Collect every line in the items below that contains the word "shirt". Case counts, so match capital and small letters exactly.

------ DATA FOR THIS TASK

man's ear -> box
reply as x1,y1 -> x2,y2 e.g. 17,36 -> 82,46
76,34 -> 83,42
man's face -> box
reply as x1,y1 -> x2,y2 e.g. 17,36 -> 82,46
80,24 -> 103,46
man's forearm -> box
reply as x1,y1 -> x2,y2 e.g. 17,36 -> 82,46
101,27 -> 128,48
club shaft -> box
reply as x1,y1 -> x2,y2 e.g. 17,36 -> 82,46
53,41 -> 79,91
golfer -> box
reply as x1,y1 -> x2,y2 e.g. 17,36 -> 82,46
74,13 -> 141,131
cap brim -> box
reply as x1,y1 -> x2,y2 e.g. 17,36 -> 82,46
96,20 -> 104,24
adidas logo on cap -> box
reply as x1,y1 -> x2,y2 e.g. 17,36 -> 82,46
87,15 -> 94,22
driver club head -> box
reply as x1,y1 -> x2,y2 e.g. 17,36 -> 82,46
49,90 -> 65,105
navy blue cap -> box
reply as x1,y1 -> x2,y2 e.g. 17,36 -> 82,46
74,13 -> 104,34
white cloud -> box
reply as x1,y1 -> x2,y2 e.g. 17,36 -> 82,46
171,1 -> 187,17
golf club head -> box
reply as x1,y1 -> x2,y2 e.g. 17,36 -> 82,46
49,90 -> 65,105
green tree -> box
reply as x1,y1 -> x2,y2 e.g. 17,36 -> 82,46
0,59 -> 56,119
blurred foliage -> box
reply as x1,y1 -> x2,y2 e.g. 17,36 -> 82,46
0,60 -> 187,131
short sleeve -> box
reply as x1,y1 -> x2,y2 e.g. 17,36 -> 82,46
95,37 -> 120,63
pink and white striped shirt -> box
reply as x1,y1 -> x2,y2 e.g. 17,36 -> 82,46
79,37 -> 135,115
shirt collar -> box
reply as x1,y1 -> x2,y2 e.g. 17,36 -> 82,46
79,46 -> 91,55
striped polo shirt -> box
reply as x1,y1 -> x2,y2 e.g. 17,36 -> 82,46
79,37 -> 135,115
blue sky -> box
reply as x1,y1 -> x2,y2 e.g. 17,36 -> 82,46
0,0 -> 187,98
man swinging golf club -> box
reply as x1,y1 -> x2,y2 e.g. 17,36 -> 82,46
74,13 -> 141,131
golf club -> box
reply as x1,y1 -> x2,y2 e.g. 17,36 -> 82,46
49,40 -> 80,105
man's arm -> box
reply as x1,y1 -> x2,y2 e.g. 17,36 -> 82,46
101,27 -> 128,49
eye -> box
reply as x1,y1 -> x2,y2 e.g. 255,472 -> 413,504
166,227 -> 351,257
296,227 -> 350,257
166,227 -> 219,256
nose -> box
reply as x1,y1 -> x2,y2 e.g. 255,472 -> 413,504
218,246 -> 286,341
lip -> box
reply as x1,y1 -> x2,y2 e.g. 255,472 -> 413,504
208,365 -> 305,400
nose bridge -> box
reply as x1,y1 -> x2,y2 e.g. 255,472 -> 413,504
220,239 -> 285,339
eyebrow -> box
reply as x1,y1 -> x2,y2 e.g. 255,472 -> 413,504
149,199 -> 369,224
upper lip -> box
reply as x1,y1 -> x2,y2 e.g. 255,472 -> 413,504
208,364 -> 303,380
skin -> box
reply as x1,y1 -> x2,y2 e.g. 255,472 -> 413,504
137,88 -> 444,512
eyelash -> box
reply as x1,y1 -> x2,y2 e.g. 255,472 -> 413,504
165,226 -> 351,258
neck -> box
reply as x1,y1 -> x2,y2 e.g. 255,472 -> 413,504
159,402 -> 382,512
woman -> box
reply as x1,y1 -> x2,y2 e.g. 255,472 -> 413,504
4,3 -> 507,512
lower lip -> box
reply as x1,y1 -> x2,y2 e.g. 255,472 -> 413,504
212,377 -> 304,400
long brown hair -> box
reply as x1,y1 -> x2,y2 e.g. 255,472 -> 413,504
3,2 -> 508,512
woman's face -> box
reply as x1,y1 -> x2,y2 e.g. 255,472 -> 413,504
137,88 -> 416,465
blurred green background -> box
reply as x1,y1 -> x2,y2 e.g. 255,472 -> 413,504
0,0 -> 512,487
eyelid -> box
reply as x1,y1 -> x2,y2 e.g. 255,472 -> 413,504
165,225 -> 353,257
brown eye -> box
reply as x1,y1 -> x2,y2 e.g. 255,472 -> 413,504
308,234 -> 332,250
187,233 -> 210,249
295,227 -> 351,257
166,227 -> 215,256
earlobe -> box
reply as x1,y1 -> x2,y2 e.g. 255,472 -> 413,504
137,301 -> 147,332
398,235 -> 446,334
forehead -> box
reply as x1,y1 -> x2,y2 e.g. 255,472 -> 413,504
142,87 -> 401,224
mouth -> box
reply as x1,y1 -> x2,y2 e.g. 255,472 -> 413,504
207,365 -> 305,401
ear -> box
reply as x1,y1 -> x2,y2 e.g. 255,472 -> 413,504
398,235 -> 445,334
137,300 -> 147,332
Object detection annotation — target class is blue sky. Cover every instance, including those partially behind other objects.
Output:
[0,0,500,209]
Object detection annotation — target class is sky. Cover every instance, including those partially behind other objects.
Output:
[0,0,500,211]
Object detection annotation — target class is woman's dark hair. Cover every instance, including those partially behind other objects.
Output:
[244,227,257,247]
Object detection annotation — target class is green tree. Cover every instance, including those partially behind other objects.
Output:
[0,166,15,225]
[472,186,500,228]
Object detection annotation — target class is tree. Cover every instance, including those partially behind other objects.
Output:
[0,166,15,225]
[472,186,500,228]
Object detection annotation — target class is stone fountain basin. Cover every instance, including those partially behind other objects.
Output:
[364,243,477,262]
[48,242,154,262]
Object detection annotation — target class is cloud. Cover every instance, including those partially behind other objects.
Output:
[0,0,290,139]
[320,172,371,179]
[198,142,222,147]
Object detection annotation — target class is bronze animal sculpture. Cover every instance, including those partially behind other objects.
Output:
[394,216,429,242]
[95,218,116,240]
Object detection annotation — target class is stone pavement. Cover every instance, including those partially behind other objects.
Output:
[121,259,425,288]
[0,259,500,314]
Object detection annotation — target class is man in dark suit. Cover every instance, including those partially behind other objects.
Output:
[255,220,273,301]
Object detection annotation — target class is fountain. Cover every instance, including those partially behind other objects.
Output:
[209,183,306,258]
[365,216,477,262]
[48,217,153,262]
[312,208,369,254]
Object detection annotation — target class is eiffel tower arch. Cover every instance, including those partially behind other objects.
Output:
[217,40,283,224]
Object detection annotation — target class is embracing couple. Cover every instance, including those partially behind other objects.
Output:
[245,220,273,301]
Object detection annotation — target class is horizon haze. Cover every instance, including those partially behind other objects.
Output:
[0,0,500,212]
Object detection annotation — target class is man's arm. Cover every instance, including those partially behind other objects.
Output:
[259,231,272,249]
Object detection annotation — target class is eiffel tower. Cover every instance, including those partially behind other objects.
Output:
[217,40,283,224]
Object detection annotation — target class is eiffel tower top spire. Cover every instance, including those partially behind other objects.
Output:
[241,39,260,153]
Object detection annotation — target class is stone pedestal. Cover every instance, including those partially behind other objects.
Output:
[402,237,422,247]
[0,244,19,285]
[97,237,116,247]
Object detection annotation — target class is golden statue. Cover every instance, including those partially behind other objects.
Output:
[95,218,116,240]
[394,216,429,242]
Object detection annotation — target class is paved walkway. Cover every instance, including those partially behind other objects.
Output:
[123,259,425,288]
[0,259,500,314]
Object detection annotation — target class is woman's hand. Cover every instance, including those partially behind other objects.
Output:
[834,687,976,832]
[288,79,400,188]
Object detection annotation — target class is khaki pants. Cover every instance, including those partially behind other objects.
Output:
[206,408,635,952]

------------

# OUTPUT FOR THIS EXERCISE:
pink and white striped shirt -> box
shirt collar -> box
striped polo shirt -> box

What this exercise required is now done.